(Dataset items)
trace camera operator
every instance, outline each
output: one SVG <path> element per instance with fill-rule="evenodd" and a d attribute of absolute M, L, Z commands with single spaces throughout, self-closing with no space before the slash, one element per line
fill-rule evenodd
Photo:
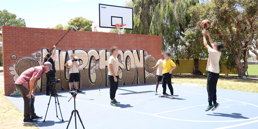
<path fill-rule="evenodd" d="M 49 62 L 46 62 L 41 66 L 32 67 L 23 72 L 15 83 L 15 87 L 24 101 L 24 124 L 36 123 L 36 120 L 42 118 L 42 117 L 37 116 L 34 112 L 34 92 L 38 81 L 44 73 L 50 70 L 53 70 L 52 64 Z"/>
<path fill-rule="evenodd" d="M 50 78 L 56 77 L 56 68 L 55 67 L 55 62 L 53 60 L 54 57 L 55 56 L 55 55 L 56 54 L 56 46 L 54 45 L 53 47 L 54 48 L 53 54 L 51 54 L 51 53 L 48 53 L 47 54 L 46 56 L 44 57 L 42 62 L 42 65 L 44 64 L 44 62 L 47 61 L 50 62 L 52 64 L 53 69 L 53 70 L 51 70 L 50 71 L 46 73 L 46 84 L 47 85 L 46 86 L 46 95 L 49 95 L 50 94 L 49 93 L 49 91 L 50 91 L 50 93 L 51 93 L 51 95 L 53 95 L 53 93 L 52 93 L 52 88 L 53 87 L 53 86 L 47 85 L 50 84 Z M 56 94 L 57 95 L 57 94 L 56 93 Z"/>
<path fill-rule="evenodd" d="M 67 61 L 68 66 L 70 68 L 70 77 L 69 79 L 69 88 L 70 92 L 72 91 L 72 83 L 75 81 L 75 90 L 77 92 L 82 91 L 78 89 L 78 82 L 80 80 L 80 76 L 79 75 L 79 70 L 78 67 L 80 66 L 80 63 L 78 61 L 78 57 L 75 56 L 74 54 L 71 55 L 71 59 Z"/>

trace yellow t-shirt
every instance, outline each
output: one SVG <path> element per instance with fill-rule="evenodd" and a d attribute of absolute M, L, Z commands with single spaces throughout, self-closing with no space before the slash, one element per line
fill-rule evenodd
<path fill-rule="evenodd" d="M 174 62 L 170 59 L 168 59 L 168 60 L 163 60 L 162 62 L 162 66 L 163 67 L 162 74 L 169 73 L 169 70 L 172 68 L 172 67 L 175 66 L 175 64 Z"/>

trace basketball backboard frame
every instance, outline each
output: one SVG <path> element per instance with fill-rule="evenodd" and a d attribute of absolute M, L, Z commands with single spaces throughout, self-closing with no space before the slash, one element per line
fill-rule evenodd
<path fill-rule="evenodd" d="M 103 12 L 103 9 L 109 7 L 110 7 L 109 8 L 110 10 L 108 10 L 110 12 Z M 115 11 L 115 8 L 116 9 Z M 119 12 L 120 11 L 124 11 Z M 131 8 L 99 4 L 99 27 L 115 29 L 116 24 L 126 24 L 127 25 L 124 29 L 133 30 L 134 29 L 133 11 L 133 9 Z M 105 13 L 106 15 L 104 15 L 104 16 L 103 16 L 103 13 Z M 131 15 L 131 16 L 128 16 L 129 15 Z"/>

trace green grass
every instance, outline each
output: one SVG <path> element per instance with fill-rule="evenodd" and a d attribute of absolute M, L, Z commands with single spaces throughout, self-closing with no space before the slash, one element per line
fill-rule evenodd
<path fill-rule="evenodd" d="M 258 80 L 241 79 L 236 78 L 219 78 L 217 83 L 218 88 L 258 93 Z M 173 77 L 172 82 L 175 84 L 206 87 L 206 78 L 202 78 Z"/>

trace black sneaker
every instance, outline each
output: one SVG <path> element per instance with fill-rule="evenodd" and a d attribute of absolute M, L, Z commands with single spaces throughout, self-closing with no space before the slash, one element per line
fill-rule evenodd
<path fill-rule="evenodd" d="M 41 118 L 42 119 L 42 118 Z M 25 120 L 25 119 L 23 119 L 23 121 L 22 121 L 23 124 L 36 124 L 38 123 L 37 121 L 33 121 L 31 119 L 30 119 L 27 120 Z"/>
<path fill-rule="evenodd" d="M 31 119 L 33 121 L 36 121 L 42 119 L 43 117 L 42 116 L 38 116 L 36 115 L 35 117 L 31 117 Z"/>
<path fill-rule="evenodd" d="M 77 90 L 77 90 L 77 92 L 82 92 L 82 91 L 80 91 L 80 90 L 79 90 L 79 89 L 77 89 Z"/>

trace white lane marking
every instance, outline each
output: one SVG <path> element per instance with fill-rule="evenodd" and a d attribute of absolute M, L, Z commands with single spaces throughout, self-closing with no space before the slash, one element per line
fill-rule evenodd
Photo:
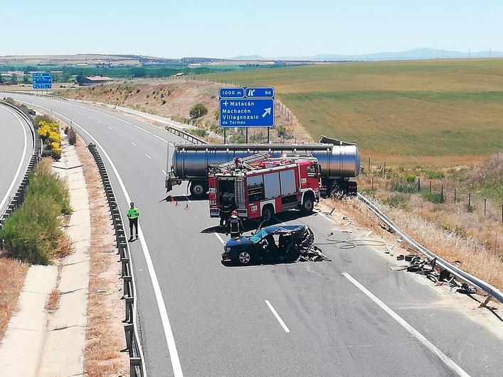
<path fill-rule="evenodd" d="M 28 149 L 28 138 L 26 136 L 26 129 L 24 128 L 24 126 L 23 125 L 23 121 L 18 116 L 18 114 L 16 114 L 13 110 L 11 110 L 10 109 L 6 107 L 5 108 L 9 113 L 12 114 L 16 116 L 18 121 L 19 121 L 19 124 L 21 124 L 21 128 L 23 129 L 23 133 L 24 134 L 24 147 L 23 148 L 23 154 L 21 156 L 21 160 L 19 160 L 19 165 L 18 165 L 18 168 L 16 170 L 16 174 L 14 174 L 14 177 L 12 179 L 12 182 L 11 182 L 11 185 L 9 186 L 9 188 L 7 189 L 7 192 L 5 193 L 5 196 L 4 197 L 4 199 L 1 200 L 1 202 L 0 202 L 0 209 L 4 208 L 4 204 L 5 204 L 5 202 L 7 201 L 7 198 L 9 197 L 9 195 L 11 193 L 11 191 L 12 190 L 12 188 L 14 187 L 14 185 L 16 184 L 16 181 L 18 180 L 18 177 L 19 176 L 19 173 L 21 173 L 21 169 L 23 167 L 23 162 L 24 161 L 24 158 L 26 156 L 26 149 Z"/>
<path fill-rule="evenodd" d="M 164 143 L 167 143 L 167 142 L 168 142 L 167 140 L 164 140 L 164 139 L 162 138 L 161 136 L 158 136 L 157 135 L 152 135 L 152 136 L 154 136 L 154 138 L 157 138 L 159 139 L 159 140 L 162 140 Z"/>
<path fill-rule="evenodd" d="M 121 119 L 120 118 L 115 118 L 117 121 L 123 121 L 124 123 L 127 123 L 127 124 L 131 124 L 129 121 L 125 121 L 124 119 Z M 132 126 L 132 124 L 131 124 Z"/>
<path fill-rule="evenodd" d="M 265 300 L 264 301 L 265 302 L 267 305 L 269 307 L 269 309 L 270 309 L 270 311 L 272 312 L 272 314 L 276 317 L 276 319 L 277 319 L 277 322 L 280 322 L 280 324 L 281 324 L 281 327 L 285 330 L 285 332 L 290 332 L 290 330 L 288 328 L 288 327 L 287 326 L 287 324 L 285 323 L 285 322 L 281 319 L 281 317 L 280 317 L 280 315 L 277 314 L 277 312 L 276 312 L 276 310 L 272 307 L 272 305 L 269 302 L 269 300 Z"/>
<path fill-rule="evenodd" d="M 119 119 L 119 118 L 117 118 L 117 119 Z M 121 119 L 119 119 L 119 120 L 121 120 Z M 126 121 L 126 123 L 128 123 L 128 122 Z M 129 123 L 129 124 L 131 124 Z M 152 135 L 152 133 L 150 132 L 149 131 L 147 131 L 147 130 L 145 130 L 145 129 L 143 129 L 142 127 L 138 127 L 138 126 L 134 126 L 134 124 L 131 124 L 131 126 L 132 126 L 133 127 L 136 127 L 136 128 L 138 129 L 139 130 L 142 130 L 143 132 L 147 132 L 147 133 L 149 133 L 149 134 L 151 134 L 151 135 Z"/>
<path fill-rule="evenodd" d="M 353 278 L 351 275 L 349 275 L 347 273 L 342 273 L 342 275 L 346 278 L 347 280 L 349 280 L 351 283 L 353 283 L 354 285 L 355 285 L 358 289 L 359 289 L 361 292 L 365 293 L 372 301 L 374 301 L 376 304 L 379 305 L 381 308 L 384 310 L 386 313 L 388 313 L 391 318 L 395 319 L 397 322 L 398 322 L 405 329 L 406 329 L 408 332 L 410 332 L 412 335 L 415 337 L 419 342 L 423 344 L 423 346 L 425 346 L 426 348 L 428 348 L 430 351 L 431 351 L 433 354 L 437 355 L 438 358 L 442 360 L 442 361 L 444 362 L 445 365 L 453 372 L 455 372 L 456 374 L 459 376 L 462 376 L 465 377 L 470 377 L 470 375 L 466 373 L 460 366 L 458 366 L 456 363 L 452 361 L 449 357 L 445 355 L 442 351 L 438 349 L 435 344 L 433 344 L 431 342 L 428 340 L 426 338 L 425 338 L 421 333 L 420 333 L 418 330 L 416 330 L 414 327 L 411 326 L 408 322 L 407 322 L 405 319 L 403 319 L 401 317 L 400 317 L 398 314 L 396 314 L 391 308 L 390 308 L 388 305 L 386 305 L 384 302 L 381 301 L 376 296 L 374 295 L 370 290 L 366 289 L 365 287 L 364 287 L 358 280 L 356 280 L 354 278 Z"/>
<path fill-rule="evenodd" d="M 20 102 L 23 102 L 23 101 L 19 101 Z M 28 102 L 24 102 L 24 103 L 28 103 Z M 41 109 L 44 109 L 46 110 L 51 111 L 51 109 L 47 109 L 46 107 L 43 107 L 40 105 L 36 105 L 38 106 L 38 107 Z M 68 119 L 68 121 L 71 121 L 71 119 L 67 116 L 65 116 L 62 114 L 59 114 L 56 111 L 53 111 L 54 114 L 56 115 L 58 115 L 63 118 L 65 118 Z M 122 178 L 121 177 L 120 175 L 119 174 L 119 172 L 117 171 L 117 168 L 115 168 L 115 165 L 114 165 L 114 163 L 112 161 L 112 159 L 108 155 L 108 153 L 105 151 L 103 147 L 101 146 L 101 144 L 96 140 L 89 132 L 85 131 L 83 128 L 82 128 L 76 122 L 73 122 L 73 124 L 77 126 L 79 129 L 80 129 L 83 132 L 85 132 L 91 139 L 95 142 L 95 143 L 97 146 L 97 147 L 101 149 L 101 151 L 103 152 L 103 155 L 105 155 L 105 157 L 107 158 L 108 160 L 108 163 L 110 164 L 110 166 L 112 167 L 112 170 L 114 170 L 114 173 L 115 174 L 115 176 L 117 177 L 117 181 L 119 182 L 119 185 L 120 185 L 121 189 L 122 190 L 122 194 L 124 194 L 124 196 L 126 199 L 126 202 L 129 203 L 131 202 L 131 198 L 129 197 L 129 195 L 127 193 L 127 190 L 126 190 L 126 187 L 124 185 L 124 182 L 122 181 Z M 157 303 L 157 307 L 159 309 L 159 313 L 161 315 L 161 322 L 162 322 L 162 327 L 163 329 L 164 330 L 164 337 L 166 337 L 166 342 L 168 344 L 168 351 L 169 351 L 169 358 L 171 359 L 171 367 L 173 368 L 173 374 L 175 376 L 175 377 L 183 377 L 184 373 L 181 371 L 181 364 L 180 364 L 180 358 L 178 356 L 178 351 L 176 351 L 176 344 L 174 342 L 174 337 L 173 336 L 173 330 L 171 329 L 171 323 L 169 322 L 169 317 L 168 316 L 168 311 L 166 309 L 166 306 L 164 305 L 164 299 L 162 297 L 162 291 L 161 290 L 161 286 L 159 285 L 159 280 L 157 279 L 157 274 L 155 272 L 155 269 L 154 268 L 154 263 L 152 262 L 152 256 L 150 256 L 150 252 L 149 251 L 149 248 L 147 246 L 147 241 L 145 241 L 145 237 L 143 235 L 143 231 L 142 230 L 142 226 L 140 224 L 138 224 L 138 233 L 139 234 L 139 242 L 142 245 L 142 249 L 143 250 L 143 254 L 145 258 L 145 261 L 147 262 L 147 267 L 149 271 L 149 275 L 150 275 L 150 280 L 152 282 L 152 288 L 154 288 L 154 294 L 156 297 L 156 302 Z M 136 289 L 136 288 L 135 288 Z M 136 296 L 136 294 L 135 294 Z M 135 328 L 135 332 L 137 332 L 137 330 Z M 137 337 L 138 336 L 138 334 L 137 332 Z M 143 353 L 142 349 L 140 349 L 142 350 L 142 354 Z M 144 358 L 143 357 L 143 354 L 142 356 L 142 360 L 144 361 Z M 144 370 L 145 369 L 144 367 Z"/>
<path fill-rule="evenodd" d="M 216 238 L 218 239 L 218 241 L 220 241 L 222 243 L 222 245 L 223 245 L 225 244 L 225 242 L 222 239 L 222 237 L 220 236 L 220 234 L 218 234 L 218 233 L 213 233 L 213 234 L 215 234 L 215 236 L 216 236 Z"/>

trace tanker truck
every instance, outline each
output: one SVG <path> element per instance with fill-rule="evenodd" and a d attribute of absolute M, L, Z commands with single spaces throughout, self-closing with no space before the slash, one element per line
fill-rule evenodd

PROBLEM REQUIREMENTS: In the records above, find the line containing "trace tanker truck"; please retype it and every line after it through the last line, exactly and with nothing else.

REPLY:
trace tanker truck
every instance, outline each
output: one SVG <path> element per instance with fill-rule="evenodd" and a d attribute of absolute M, L, Z commands with single spaces throughout, self-closing with no space before the slash, one element per line
fill-rule evenodd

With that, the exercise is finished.